▸ **REQUIRED WORK**
Leaving out the pictures, please reproduce exactly and only the lines from the one that contains "Query: wooden pepper grinder" through the last line below.

▸ **DATA FOR THIS TASK**
++++++++++
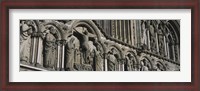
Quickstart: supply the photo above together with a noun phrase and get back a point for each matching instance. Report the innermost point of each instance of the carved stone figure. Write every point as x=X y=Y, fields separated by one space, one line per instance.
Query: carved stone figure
x=50 y=48
x=129 y=63
x=98 y=56
x=144 y=66
x=144 y=35
x=25 y=40
x=69 y=51
x=85 y=46
x=112 y=61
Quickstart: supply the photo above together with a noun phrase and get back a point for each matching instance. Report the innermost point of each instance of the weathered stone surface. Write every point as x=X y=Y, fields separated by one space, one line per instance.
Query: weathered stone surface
x=87 y=45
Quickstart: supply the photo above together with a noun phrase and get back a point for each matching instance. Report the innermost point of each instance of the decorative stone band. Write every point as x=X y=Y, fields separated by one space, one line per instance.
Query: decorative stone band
x=61 y=42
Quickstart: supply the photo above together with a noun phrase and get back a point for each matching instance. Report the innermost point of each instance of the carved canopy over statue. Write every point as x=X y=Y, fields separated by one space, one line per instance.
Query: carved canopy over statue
x=73 y=45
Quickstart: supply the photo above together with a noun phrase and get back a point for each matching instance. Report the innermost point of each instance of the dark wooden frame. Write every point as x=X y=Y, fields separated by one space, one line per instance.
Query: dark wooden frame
x=100 y=4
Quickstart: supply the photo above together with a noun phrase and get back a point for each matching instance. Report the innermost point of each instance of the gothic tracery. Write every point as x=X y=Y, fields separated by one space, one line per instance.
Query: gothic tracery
x=99 y=45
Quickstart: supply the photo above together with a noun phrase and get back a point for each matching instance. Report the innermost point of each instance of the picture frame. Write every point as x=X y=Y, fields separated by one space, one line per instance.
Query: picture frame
x=118 y=4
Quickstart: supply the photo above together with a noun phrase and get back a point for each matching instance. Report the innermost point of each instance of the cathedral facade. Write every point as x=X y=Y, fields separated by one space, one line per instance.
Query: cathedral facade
x=99 y=45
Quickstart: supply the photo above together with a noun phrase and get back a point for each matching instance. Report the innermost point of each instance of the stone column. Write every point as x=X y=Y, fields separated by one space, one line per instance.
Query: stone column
x=120 y=30
x=116 y=29
x=39 y=49
x=157 y=46
x=128 y=32
x=61 y=50
x=124 y=37
x=148 y=40
x=105 y=62
x=133 y=34
x=165 y=46
x=34 y=49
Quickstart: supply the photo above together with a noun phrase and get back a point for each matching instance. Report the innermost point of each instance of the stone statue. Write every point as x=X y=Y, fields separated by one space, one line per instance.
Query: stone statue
x=144 y=35
x=128 y=63
x=85 y=46
x=69 y=51
x=144 y=66
x=26 y=29
x=50 y=49
x=112 y=61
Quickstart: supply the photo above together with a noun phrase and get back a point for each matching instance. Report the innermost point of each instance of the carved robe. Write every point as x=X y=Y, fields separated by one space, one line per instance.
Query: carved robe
x=144 y=35
x=25 y=43
x=50 y=51
x=69 y=51
x=112 y=62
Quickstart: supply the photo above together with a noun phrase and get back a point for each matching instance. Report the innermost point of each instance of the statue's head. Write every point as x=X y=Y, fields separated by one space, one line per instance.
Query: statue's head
x=28 y=22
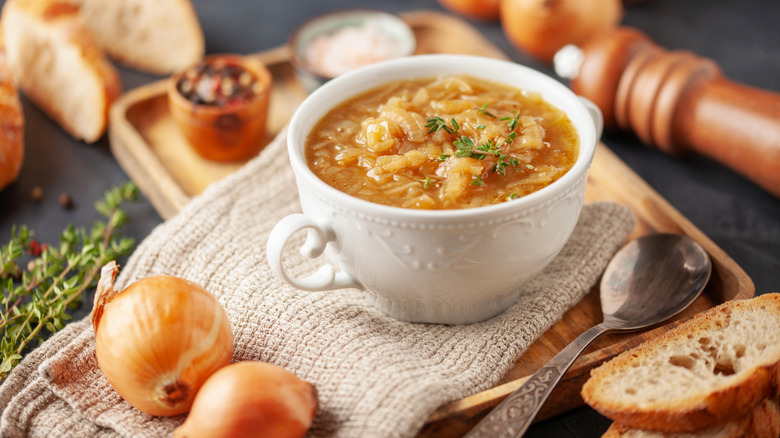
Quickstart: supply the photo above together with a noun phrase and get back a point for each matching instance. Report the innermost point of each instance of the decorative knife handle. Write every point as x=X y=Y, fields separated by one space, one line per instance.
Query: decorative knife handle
x=512 y=416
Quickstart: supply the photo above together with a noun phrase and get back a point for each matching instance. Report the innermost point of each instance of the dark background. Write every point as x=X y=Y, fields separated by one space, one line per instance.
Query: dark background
x=743 y=37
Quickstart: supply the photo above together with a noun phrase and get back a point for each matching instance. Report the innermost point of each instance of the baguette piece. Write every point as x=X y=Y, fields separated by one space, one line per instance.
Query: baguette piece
x=709 y=370
x=11 y=124
x=58 y=66
x=762 y=422
x=156 y=36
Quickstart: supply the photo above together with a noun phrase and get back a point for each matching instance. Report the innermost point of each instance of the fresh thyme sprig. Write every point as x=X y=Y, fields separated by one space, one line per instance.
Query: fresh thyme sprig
x=436 y=123
x=36 y=300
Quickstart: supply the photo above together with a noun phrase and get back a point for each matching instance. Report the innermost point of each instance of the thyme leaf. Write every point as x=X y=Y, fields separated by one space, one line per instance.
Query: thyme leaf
x=483 y=110
x=38 y=299
x=436 y=123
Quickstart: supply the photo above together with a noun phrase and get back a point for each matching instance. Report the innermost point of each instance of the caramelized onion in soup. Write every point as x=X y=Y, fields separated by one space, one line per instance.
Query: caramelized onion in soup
x=442 y=143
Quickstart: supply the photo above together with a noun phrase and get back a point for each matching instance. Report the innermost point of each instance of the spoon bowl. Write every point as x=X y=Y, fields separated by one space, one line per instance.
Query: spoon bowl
x=648 y=281
x=652 y=279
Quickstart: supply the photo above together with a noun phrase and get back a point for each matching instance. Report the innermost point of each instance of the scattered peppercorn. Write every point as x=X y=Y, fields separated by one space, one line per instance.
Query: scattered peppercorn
x=36 y=194
x=66 y=201
x=34 y=248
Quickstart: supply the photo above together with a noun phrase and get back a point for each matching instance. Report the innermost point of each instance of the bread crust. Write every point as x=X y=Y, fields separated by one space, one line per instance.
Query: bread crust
x=128 y=43
x=61 y=19
x=11 y=124
x=763 y=421
x=746 y=390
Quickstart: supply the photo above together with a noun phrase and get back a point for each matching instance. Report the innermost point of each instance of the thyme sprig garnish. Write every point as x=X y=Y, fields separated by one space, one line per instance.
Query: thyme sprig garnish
x=436 y=123
x=466 y=147
x=484 y=111
x=37 y=299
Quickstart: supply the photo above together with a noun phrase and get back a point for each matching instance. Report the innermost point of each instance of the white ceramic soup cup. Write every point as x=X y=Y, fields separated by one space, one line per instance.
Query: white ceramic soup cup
x=442 y=266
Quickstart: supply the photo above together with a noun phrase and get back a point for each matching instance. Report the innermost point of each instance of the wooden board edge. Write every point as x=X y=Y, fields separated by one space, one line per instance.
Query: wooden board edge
x=135 y=157
x=459 y=416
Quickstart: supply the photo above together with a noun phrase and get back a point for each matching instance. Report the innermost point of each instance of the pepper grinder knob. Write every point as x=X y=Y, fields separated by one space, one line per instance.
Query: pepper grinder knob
x=678 y=101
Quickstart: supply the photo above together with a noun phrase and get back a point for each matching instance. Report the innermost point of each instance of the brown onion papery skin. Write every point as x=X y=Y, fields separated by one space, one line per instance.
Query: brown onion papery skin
x=159 y=340
x=251 y=399
x=541 y=27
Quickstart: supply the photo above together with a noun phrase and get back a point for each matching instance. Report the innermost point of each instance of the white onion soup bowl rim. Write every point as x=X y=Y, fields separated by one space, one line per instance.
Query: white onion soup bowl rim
x=351 y=84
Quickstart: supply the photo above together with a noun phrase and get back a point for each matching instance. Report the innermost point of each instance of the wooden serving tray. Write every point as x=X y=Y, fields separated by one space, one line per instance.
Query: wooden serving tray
x=152 y=151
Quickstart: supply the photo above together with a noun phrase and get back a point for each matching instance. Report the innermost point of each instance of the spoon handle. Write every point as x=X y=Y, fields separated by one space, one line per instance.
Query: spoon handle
x=512 y=416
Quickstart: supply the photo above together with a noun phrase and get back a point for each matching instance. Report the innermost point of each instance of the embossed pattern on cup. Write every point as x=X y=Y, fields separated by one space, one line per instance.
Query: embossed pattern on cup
x=445 y=266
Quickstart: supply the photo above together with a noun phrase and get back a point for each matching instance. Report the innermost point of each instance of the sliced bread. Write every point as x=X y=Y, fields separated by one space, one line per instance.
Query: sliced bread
x=58 y=66
x=11 y=124
x=157 y=36
x=711 y=369
x=762 y=422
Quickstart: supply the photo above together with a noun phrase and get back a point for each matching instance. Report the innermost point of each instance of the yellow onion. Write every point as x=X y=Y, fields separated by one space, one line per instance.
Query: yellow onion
x=541 y=27
x=158 y=340
x=251 y=399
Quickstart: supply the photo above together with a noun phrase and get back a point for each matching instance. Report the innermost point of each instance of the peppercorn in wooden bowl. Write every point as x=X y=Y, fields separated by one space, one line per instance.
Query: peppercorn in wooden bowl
x=221 y=106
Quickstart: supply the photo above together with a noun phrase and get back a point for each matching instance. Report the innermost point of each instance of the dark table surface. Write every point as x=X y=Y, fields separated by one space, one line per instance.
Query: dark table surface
x=743 y=37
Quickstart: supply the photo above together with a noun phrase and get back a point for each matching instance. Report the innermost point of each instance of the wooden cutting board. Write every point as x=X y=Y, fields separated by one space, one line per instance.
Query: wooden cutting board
x=152 y=151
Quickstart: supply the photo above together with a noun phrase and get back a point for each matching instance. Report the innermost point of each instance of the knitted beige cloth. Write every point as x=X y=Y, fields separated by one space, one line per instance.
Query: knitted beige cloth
x=376 y=376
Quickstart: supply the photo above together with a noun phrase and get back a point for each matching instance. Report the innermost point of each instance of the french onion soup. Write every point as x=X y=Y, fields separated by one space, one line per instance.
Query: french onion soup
x=442 y=143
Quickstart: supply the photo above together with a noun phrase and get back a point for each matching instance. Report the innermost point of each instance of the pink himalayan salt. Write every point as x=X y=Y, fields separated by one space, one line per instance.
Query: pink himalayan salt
x=351 y=47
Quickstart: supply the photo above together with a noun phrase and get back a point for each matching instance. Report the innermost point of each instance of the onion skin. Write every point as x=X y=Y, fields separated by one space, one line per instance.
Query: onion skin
x=483 y=10
x=541 y=27
x=251 y=399
x=158 y=340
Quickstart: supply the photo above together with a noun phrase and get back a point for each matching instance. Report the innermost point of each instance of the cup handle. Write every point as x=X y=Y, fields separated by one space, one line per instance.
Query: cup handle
x=326 y=277
x=595 y=114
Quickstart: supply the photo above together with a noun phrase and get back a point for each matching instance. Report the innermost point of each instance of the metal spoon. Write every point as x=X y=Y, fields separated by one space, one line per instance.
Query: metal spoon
x=648 y=281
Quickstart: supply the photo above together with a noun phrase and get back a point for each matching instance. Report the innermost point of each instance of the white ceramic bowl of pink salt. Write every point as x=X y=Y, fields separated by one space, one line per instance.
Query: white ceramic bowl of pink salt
x=338 y=42
x=434 y=266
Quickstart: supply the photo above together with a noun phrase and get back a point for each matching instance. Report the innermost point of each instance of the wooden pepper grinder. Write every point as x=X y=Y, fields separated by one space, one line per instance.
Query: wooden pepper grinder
x=678 y=101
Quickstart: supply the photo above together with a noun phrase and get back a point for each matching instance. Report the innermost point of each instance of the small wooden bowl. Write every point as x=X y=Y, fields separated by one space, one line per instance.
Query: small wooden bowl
x=229 y=132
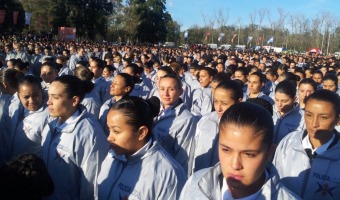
++++++++++
▸ **YOUR SOLUTION**
Query: wooden pepper grinder
x=678 y=101
Quickstart: supply the photo above together with a noun phrase and get back a point for each matching instance. Report the innermost point of each instance of the small wooden bowl. Write every point as x=X y=Y, fields separated by one space, one line per instance.
Query: small wooden bowl
x=229 y=132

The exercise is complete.